## WHAT TO WORK ON
Give the records again in full, exactly as they are.

=== Section Start ===

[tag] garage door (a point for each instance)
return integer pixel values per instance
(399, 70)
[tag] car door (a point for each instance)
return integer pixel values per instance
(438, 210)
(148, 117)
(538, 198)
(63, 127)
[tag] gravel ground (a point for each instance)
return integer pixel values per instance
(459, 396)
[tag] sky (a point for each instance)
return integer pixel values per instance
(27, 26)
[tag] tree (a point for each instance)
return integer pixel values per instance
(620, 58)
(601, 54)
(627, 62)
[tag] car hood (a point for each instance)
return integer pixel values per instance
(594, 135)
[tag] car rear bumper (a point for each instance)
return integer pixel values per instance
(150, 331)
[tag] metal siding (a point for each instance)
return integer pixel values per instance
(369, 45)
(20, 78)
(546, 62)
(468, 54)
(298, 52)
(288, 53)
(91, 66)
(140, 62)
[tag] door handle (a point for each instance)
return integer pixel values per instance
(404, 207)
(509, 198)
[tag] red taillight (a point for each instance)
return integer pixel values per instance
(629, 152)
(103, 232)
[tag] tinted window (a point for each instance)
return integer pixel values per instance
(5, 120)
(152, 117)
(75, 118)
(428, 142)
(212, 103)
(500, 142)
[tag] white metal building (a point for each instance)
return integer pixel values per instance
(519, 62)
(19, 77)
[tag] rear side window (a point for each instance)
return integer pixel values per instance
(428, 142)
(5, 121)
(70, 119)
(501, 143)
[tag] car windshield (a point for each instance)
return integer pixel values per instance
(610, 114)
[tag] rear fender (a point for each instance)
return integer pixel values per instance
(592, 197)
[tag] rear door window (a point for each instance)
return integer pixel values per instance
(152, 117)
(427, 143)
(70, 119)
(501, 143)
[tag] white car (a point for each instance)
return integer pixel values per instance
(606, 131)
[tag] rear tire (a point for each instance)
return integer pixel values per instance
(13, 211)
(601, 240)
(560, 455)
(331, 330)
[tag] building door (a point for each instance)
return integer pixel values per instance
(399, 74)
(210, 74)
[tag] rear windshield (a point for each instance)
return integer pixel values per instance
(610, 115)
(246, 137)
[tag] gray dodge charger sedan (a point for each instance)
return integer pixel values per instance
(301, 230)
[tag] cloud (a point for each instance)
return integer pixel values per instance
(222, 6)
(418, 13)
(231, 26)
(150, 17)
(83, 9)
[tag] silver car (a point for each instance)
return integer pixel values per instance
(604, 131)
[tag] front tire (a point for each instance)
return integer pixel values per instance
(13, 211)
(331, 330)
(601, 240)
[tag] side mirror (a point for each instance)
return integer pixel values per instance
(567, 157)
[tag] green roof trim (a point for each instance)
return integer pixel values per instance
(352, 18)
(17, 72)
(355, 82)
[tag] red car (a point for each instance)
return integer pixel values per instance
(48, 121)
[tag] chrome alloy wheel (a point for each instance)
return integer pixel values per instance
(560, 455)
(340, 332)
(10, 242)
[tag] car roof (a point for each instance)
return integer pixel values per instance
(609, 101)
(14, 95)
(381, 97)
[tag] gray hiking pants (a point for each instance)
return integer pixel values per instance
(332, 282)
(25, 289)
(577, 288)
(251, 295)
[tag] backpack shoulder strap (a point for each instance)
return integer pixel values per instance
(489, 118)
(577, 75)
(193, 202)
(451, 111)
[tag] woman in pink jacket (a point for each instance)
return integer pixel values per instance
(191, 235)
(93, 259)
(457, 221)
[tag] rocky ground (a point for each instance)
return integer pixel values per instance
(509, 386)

=== Section End ===

## TASK SOLUTION
[tag] garage door (a point for each instance)
return integer pixel values per instance
(399, 70)
[tag] car door (a point for each instance)
return integer pixel values per instance
(438, 210)
(148, 117)
(538, 198)
(63, 127)
[tag] gravel ground (a point for each instance)
return integer pixel values per instance
(459, 396)
[tag] sky (a point for each instance)
return integer pixel values per instance
(27, 26)
[tag] tree (a point for each instance)
return integer pixel values per instance
(620, 58)
(601, 54)
(627, 62)
[tag] car hood (a point for each instance)
return integer pixel values per instance
(594, 135)
[tag] car rear bumper (a point for each instance)
return integer pixel values per instance
(150, 331)
[tag] metal siding (a point for each instance)
return integer pixel values per instance
(369, 45)
(20, 78)
(546, 62)
(468, 54)
(298, 52)
(288, 53)
(91, 66)
(140, 62)
[tag] door handle (a point for each instance)
return integer pixel values per instance
(404, 207)
(509, 198)
[tag] red taillight (a point for each instance)
return integer pixel values per instance
(629, 152)
(103, 232)
[tag] tinted window (a point for each instance)
return integer pixel values per instance
(5, 120)
(152, 117)
(75, 118)
(428, 142)
(212, 103)
(500, 142)
[tag] white metal building (a point for each instance)
return integer pixel values per instance
(519, 62)
(19, 77)
[tag] rear side window (a point for each instance)
return integer pixel values per instance
(428, 142)
(5, 121)
(70, 119)
(501, 143)
[tag] car windshield (a point for each instance)
return integer pixel values per instance
(610, 114)
[tag] rear fender (a point for each instance)
return integer pixel values per instance
(592, 197)
[tag] rear door window (a point for each instance)
return integer pixel values per instance
(152, 117)
(427, 143)
(70, 119)
(501, 143)
[tag] white car (a point for each instance)
return integer pixel values per instance
(606, 131)
[tag] rear tire (a point for each instance)
return integer pixel values per instance
(13, 211)
(601, 240)
(560, 455)
(331, 330)
[tag] building door (a point for each instance)
return integer pixel values per instance
(399, 74)
(210, 74)
[tag] rear windshield (a point for each instance)
return integer pixel values per instance
(610, 115)
(246, 137)
[tag] gray dodge charger sedan (a point for each instance)
return integer pixel values per instance
(301, 230)
[tag] cloud (a point for each instance)
return integer pixel values per instance
(222, 6)
(418, 13)
(231, 26)
(150, 17)
(83, 9)
[tag] silver car (a point for each instance)
return integer pixel values per instance
(604, 131)
[tag] front tire (a point for each instance)
return integer pixel values per instance
(13, 211)
(331, 330)
(601, 240)
[tag] side mirror (a point for each instance)
return integer pixel values per instance
(567, 157)
[tag] green roof trim (a point for each instance)
return integer pixel values per instance
(352, 18)
(17, 72)
(355, 82)
[tag] red car (a point for each instance)
return integer pixel values per instance
(48, 121)
[tag] chrome alloy wheel (a point for each instance)
return integer pixel values per instance
(560, 455)
(340, 332)
(10, 242)
[tag] car roof (a point for each instance)
return integer pixel values per instance
(609, 101)
(14, 95)
(381, 97)
[tag] gray hiking pants (a point for each instance)
return integer pixel values per instance
(332, 282)
(25, 289)
(577, 288)
(251, 295)
[tag] backpack shoulder strap (a point for each instance)
return integer pixel values per instance
(489, 118)
(577, 75)
(193, 202)
(451, 111)
[tag] woman in pink jacket (a point for each instance)
return integer pixel values per instance
(191, 235)
(93, 259)
(457, 221)
[tag] rocky ground (a point for each instance)
return integer pixel values per instance
(509, 386)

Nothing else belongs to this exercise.